**Task goal:**
Copy only this range: the line with "Place a point on every instance of the yellow road" through the final line of the material, inclusive at both ends.

***** Entries shown

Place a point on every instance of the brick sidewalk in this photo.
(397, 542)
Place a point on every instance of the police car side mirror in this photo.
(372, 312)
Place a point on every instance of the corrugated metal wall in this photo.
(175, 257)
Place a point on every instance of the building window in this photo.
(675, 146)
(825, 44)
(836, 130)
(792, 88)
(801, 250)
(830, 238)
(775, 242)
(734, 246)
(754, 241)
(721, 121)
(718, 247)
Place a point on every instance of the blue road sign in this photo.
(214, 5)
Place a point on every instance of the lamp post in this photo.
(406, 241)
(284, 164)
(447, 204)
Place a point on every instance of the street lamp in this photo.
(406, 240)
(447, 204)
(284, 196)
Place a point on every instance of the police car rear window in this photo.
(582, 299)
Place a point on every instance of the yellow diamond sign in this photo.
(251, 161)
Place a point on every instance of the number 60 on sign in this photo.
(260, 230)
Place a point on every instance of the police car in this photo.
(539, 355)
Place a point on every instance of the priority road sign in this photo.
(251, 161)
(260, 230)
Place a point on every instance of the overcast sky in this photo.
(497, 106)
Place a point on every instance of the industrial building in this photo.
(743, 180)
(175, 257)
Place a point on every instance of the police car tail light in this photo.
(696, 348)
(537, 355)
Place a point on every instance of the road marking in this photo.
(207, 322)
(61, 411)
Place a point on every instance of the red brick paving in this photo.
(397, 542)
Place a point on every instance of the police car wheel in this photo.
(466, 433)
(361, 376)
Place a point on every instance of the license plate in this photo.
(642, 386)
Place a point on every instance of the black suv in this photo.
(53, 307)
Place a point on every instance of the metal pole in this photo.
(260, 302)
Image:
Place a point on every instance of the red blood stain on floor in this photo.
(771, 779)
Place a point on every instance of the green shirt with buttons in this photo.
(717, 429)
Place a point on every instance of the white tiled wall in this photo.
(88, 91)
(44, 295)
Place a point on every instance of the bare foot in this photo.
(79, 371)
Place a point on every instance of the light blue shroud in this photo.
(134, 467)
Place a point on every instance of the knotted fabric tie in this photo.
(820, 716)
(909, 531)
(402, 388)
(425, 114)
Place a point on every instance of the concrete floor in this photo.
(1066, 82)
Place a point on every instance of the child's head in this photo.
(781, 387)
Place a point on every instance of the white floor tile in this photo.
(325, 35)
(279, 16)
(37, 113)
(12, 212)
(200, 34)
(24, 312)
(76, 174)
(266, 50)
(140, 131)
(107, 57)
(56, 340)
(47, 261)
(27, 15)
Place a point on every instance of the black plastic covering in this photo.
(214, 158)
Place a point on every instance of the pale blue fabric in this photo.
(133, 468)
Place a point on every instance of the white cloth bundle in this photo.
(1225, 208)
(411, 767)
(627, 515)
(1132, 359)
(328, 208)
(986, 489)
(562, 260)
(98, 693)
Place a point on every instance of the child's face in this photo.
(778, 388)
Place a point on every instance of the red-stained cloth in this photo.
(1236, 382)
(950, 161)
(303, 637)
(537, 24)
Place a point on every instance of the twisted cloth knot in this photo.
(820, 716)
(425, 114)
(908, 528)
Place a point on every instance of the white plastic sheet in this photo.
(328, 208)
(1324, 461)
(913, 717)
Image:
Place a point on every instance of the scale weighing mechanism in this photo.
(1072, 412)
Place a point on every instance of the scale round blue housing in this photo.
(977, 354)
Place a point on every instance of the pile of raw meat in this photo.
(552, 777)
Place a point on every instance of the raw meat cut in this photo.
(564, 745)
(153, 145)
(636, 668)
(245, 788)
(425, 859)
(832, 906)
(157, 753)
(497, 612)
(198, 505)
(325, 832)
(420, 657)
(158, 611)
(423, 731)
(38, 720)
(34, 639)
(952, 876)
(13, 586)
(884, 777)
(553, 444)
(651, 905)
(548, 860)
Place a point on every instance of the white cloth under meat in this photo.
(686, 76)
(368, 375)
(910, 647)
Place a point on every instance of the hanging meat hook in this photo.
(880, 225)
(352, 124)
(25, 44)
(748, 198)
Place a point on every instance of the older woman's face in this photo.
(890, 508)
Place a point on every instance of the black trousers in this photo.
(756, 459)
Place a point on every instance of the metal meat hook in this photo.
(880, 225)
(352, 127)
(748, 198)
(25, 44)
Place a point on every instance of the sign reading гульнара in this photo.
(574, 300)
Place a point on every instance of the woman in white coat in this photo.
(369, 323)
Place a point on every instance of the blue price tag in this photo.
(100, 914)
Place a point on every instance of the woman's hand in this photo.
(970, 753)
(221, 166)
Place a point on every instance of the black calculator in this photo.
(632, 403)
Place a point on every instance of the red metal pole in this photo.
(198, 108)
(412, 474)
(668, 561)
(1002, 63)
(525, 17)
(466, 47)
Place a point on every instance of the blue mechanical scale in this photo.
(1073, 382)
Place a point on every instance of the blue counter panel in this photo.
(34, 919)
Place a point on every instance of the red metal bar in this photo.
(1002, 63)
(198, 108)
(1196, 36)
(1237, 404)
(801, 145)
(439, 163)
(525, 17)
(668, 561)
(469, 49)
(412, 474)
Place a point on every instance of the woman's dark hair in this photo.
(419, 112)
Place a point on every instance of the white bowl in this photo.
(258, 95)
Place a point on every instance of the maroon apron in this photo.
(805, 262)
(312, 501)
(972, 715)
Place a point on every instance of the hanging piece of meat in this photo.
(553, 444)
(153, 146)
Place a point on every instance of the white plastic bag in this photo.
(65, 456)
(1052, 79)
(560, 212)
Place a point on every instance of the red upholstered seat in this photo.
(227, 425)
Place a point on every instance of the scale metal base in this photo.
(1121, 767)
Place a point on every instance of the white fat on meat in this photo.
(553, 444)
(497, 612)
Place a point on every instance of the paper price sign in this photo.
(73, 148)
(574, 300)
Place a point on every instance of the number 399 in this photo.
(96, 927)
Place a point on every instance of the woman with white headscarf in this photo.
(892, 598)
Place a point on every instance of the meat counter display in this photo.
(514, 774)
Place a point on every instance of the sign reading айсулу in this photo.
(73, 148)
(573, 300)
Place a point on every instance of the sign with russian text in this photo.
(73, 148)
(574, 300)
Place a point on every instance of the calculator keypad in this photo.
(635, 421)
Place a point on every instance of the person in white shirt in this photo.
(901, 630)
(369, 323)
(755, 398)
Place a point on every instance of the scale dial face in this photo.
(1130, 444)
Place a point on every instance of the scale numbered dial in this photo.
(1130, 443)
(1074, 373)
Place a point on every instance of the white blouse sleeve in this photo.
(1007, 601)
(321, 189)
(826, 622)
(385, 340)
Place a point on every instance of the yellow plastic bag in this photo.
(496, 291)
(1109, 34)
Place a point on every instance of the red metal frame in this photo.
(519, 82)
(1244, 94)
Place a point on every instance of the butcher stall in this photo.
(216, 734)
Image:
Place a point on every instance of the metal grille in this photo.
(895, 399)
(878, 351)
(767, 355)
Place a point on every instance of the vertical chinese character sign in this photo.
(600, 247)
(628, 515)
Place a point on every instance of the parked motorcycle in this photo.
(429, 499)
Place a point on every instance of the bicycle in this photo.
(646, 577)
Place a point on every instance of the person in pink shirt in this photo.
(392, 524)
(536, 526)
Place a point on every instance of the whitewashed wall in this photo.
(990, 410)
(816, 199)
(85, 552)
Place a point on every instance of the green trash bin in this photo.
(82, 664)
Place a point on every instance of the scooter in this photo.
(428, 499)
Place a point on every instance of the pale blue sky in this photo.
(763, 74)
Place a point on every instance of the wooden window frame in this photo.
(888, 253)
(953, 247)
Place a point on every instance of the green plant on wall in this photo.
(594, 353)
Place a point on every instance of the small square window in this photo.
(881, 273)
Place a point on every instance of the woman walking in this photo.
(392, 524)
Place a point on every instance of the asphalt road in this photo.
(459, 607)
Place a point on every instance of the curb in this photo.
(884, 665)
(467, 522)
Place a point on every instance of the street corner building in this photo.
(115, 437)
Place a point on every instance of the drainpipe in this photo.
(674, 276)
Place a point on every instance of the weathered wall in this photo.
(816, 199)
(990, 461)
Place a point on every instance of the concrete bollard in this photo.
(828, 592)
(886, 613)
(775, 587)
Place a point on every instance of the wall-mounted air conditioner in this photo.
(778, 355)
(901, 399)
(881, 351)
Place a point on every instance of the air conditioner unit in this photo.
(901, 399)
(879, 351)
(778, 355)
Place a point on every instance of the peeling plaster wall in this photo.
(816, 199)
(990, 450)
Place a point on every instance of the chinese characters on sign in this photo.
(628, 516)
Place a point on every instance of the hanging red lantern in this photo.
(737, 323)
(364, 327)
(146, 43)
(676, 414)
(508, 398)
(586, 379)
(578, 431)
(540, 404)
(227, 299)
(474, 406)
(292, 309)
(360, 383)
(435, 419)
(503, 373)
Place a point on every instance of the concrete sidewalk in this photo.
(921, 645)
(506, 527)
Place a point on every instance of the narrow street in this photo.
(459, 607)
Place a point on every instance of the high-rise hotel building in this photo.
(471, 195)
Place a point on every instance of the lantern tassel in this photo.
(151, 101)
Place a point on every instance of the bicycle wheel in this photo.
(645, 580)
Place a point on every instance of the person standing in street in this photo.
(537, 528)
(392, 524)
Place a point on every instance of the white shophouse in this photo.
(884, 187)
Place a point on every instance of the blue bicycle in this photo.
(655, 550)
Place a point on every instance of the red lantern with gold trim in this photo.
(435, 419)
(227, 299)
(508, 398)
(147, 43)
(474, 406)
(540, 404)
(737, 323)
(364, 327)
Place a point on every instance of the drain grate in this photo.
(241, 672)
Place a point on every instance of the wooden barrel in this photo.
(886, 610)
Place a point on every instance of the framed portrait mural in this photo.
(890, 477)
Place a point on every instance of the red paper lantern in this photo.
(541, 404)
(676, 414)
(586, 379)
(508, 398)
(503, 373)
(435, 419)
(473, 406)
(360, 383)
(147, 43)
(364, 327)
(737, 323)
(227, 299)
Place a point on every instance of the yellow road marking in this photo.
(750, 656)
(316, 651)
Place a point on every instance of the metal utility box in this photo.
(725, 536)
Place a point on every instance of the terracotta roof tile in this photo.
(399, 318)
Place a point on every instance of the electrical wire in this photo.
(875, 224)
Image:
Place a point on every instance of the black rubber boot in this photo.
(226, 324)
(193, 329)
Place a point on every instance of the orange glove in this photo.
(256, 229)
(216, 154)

**********

**Problem solution:**
Place a point on every instance of the yellow road marking in this photo.
(750, 656)
(316, 651)
Place a point on every instance of the metal utility box in this photo.
(725, 536)
Place a point on every instance of the terracotta roof tile in this photo.
(399, 318)
Place a point on every instance of the electrical wire in this photo.
(875, 224)
Image:
Place a point on every instance of the black rubber boot in this photo.
(226, 324)
(193, 329)
Place a point on every instance of the orange glove in this photo.
(256, 229)
(216, 154)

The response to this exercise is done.